Records to process:

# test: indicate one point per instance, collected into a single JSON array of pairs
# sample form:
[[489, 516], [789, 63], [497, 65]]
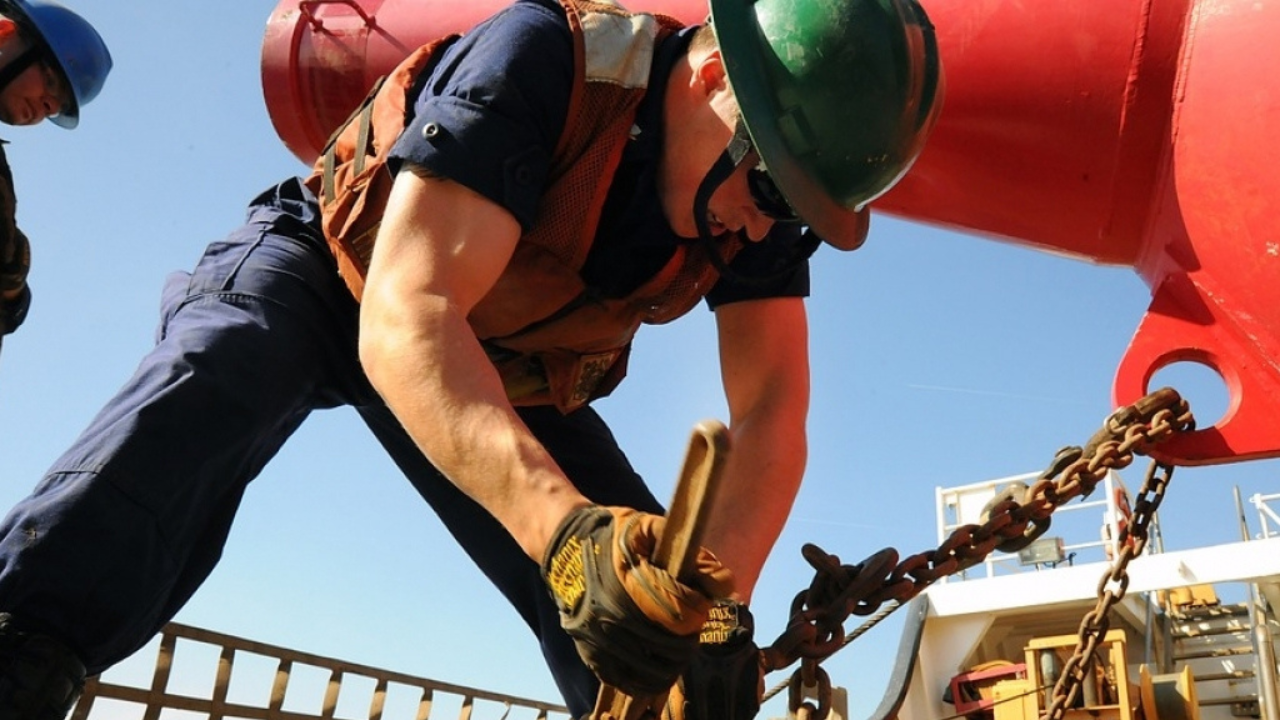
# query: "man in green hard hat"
[[467, 265], [51, 63]]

Short exercise: Reproduce every line of the rows above, requests included, multiplying each point coordinate in the answers by 1.4 and rounding to whole numbers with halves going up, while numbers in the requests and their sample form stay unchanged. Leave the pictures out of your output.

Solution for this exercise:
# test: indicate one point per instance, collected into a single JSON array of pairs
# sample form:
[[489, 516], [789, 63], [497, 65]]
# query: "man in green hard hat"
[[654, 371], [71, 88]]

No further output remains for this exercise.